Job: Your task is to copy the listing exactly, with the pictures left out.
[start]
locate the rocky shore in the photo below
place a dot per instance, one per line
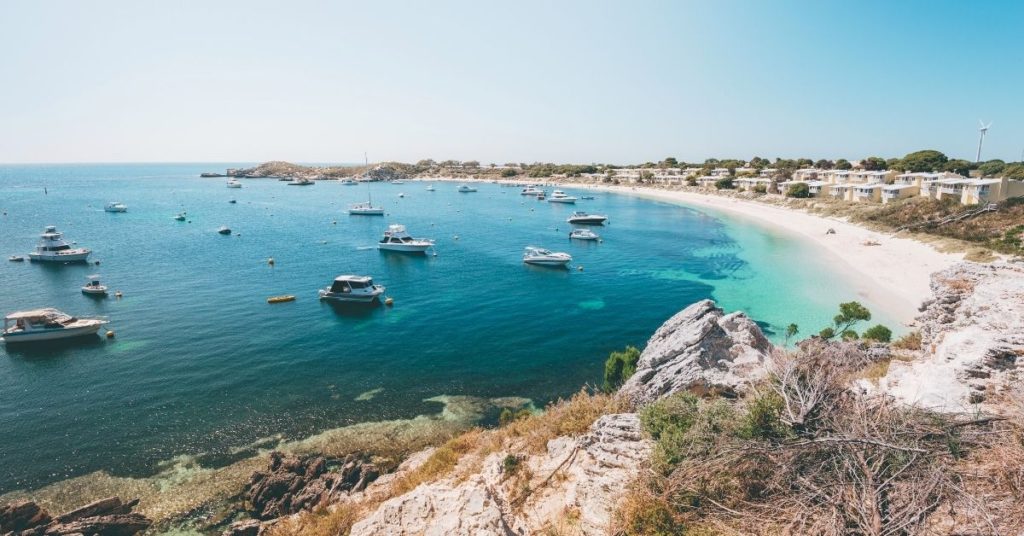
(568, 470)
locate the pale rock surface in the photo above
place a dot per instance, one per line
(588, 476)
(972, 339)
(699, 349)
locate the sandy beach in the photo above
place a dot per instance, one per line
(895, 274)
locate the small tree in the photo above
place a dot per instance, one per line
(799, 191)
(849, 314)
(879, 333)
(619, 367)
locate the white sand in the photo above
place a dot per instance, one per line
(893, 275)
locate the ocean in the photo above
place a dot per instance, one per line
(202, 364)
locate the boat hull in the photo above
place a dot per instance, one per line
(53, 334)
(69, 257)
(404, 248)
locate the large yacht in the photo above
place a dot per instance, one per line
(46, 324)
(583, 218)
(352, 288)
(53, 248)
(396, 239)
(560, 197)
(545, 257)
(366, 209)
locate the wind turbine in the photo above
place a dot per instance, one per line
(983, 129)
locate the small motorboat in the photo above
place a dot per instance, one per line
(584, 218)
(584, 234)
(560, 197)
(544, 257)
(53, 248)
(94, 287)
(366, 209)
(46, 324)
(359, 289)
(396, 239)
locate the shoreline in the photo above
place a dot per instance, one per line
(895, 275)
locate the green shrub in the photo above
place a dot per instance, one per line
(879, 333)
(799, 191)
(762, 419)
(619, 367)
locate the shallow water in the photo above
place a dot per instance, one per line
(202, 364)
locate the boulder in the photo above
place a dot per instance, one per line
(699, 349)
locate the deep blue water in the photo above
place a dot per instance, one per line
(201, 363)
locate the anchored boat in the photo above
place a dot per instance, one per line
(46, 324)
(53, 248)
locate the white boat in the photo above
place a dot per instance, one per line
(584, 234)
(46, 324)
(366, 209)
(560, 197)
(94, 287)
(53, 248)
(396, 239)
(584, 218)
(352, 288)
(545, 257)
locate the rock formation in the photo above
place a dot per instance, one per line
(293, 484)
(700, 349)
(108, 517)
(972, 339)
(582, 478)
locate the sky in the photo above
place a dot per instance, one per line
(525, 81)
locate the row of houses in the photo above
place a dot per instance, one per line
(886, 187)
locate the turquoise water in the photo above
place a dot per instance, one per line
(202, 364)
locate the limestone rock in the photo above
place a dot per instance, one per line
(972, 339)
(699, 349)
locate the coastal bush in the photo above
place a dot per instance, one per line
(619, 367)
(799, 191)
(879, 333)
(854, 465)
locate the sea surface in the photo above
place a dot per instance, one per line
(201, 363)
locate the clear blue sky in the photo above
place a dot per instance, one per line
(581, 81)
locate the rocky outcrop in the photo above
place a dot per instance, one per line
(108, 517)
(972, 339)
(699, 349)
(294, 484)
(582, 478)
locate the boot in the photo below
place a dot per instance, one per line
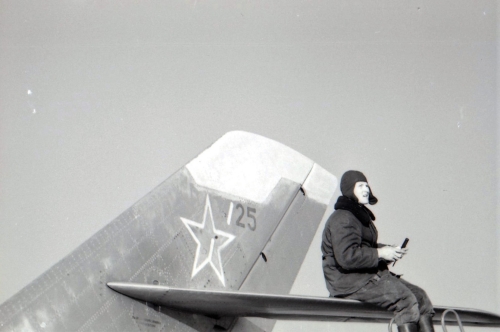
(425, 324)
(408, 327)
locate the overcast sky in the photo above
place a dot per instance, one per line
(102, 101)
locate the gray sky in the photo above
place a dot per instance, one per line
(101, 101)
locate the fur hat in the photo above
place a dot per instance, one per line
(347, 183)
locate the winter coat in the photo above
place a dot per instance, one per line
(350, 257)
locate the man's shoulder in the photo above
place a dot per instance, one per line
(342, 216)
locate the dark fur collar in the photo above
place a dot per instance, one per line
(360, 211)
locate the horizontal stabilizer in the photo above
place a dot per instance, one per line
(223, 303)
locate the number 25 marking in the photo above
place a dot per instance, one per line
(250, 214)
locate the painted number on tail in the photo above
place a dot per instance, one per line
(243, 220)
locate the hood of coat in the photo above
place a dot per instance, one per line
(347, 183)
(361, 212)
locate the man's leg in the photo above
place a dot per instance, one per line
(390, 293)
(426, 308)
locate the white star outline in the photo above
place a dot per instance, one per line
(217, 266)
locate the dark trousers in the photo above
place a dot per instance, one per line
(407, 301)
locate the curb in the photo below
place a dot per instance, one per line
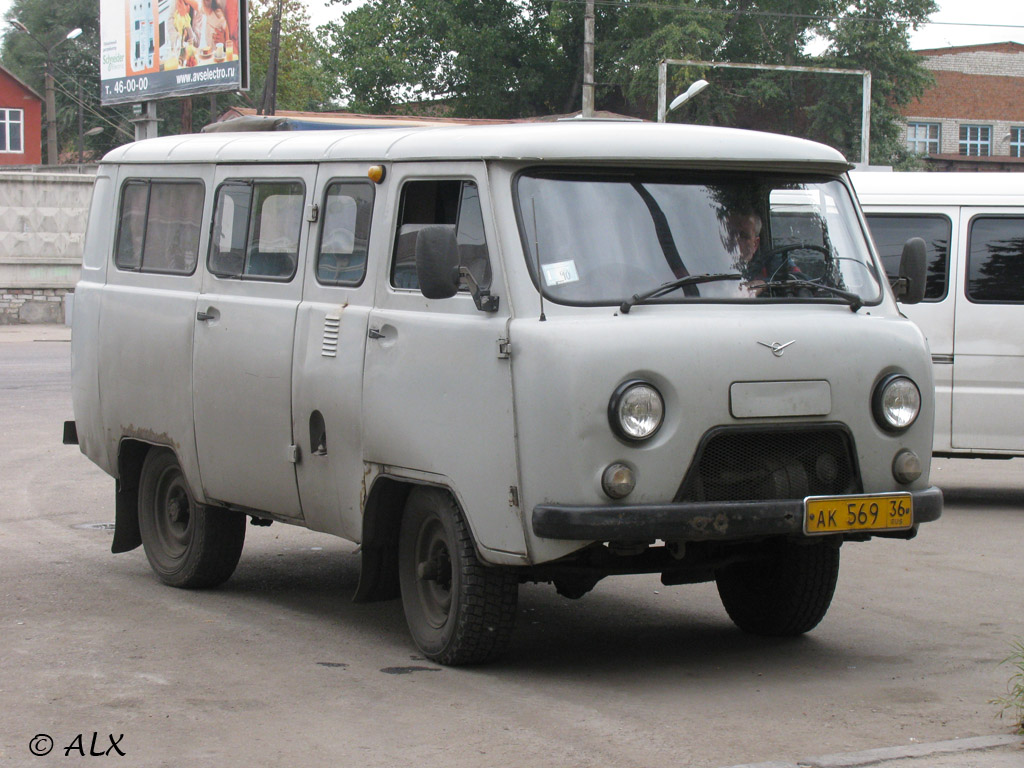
[end]
Response for this exercise:
locate the rocky shore in the photo below
place a dot per instance, one per line
(568, 470)
locate the pale rock surface in the photo above
place a dot per instance, one per line
(588, 476)
(972, 339)
(699, 349)
locate the sandy beach in the photo above
place a dot per instance, one per line
(895, 274)
locate the small tree in the photo above
place a dot per instance, one per line
(799, 191)
(849, 314)
(879, 333)
(619, 367)
locate the white sand in the photo above
place a dot per instance, one per line
(893, 275)
locate the ocean in the photo above
place a dot per instance, one per line
(202, 364)
locate the boat hull in the photo above
place a dot per instance, one per line
(53, 334)
(69, 257)
(404, 248)
locate the large yacht in the photo above
place a dot per instance, one per line
(46, 324)
(583, 218)
(352, 288)
(53, 248)
(396, 239)
(560, 197)
(545, 257)
(366, 209)
locate the wind turbine in the photo above
place a dot per instance, one per line
(983, 129)
locate the small motorboat in the photo above
place a dot per instance, one per line
(584, 218)
(584, 234)
(560, 197)
(544, 257)
(53, 248)
(94, 287)
(366, 209)
(46, 324)
(359, 289)
(396, 239)
locate the shoreline in the photo above
place a dot per instance, one per line
(895, 275)
locate the green shrub in the photo above
place a dot per instance, one per line
(879, 333)
(799, 191)
(762, 419)
(619, 367)
locate the shallow water in the photo above
place a dot per instance, one per line
(202, 364)
locate the boulder in the photo above
place a dot per instance, one per line
(699, 349)
locate the deep blue water in the photo above
place a dot per instance, one per line
(201, 363)
locate the anchored boat in the photo above
place a dot per instance, one per line
(46, 324)
(53, 248)
locate the white boat in the photo above
place a dot per instance, one per line
(584, 234)
(46, 324)
(366, 209)
(560, 197)
(94, 287)
(53, 248)
(396, 239)
(584, 218)
(352, 288)
(545, 257)
locate the rock formation in the photo above
place a dot per instance, one per line
(293, 484)
(700, 349)
(108, 517)
(972, 339)
(582, 478)
locate the sky in the photo above
place a dot per instance, one per line
(525, 81)
locate the row of houses in the photo above
place a dot per instance, one per line
(886, 187)
locate the turquoise water in the photo above
place a dot per instance, one per line
(202, 364)
locate the limestone rock in the photo above
place a dot per instance, one per line
(972, 339)
(699, 349)
locate the coastal bush in the photo above
place a dot per instance, one per line
(619, 367)
(799, 191)
(879, 333)
(854, 465)
locate the sea surface in the photo above
place a dot per instance, one per line
(201, 363)
locate the clear blue sky in the photo above
place a dot per instance, one per line
(581, 81)
locate the rocky outcrop in the photo above
place a dot per instance, one per line
(108, 517)
(972, 339)
(699, 349)
(294, 484)
(582, 478)
locate the boot in the photo below
place a dot per instance, one per line
(425, 324)
(408, 327)
locate the overcast sky in the photo above
place a dot per instance, one per line
(102, 101)
locate the gray sky in the photo above
place a dot per instance, one per line
(101, 101)
locate the fur hat in the photo above
place a dot per instance, one per line
(347, 183)
locate the winter coat in the photo above
place a dot per instance, one per line
(350, 257)
locate the man's shoulder in the photo above
place a dot per instance, one per line
(342, 216)
locate the dark fur collar in the photo above
place a dot per instance, one per line
(360, 211)
locate the horizontal stabilizer in the photo above
place a dot per instance, one per line
(223, 303)
locate the number 25 marking in the photo above
place a dot per instance, one per line
(250, 214)
locate the painted number on tail in the photo above
place a dot per instance, one per line
(243, 220)
locate the hood of coat in the photo above
place a dot per instance, one per line
(347, 183)
(361, 212)
locate the man's leg in the photo above
place a dot per instance, one per line
(390, 293)
(426, 308)
locate the white star outline in the photo above
place a dot per instance, one per line
(217, 266)
locate the dark trousers in the photo above
place a dot per instance, one per line
(407, 301)
locate the curb in the photo below
place a dot per instance, one per line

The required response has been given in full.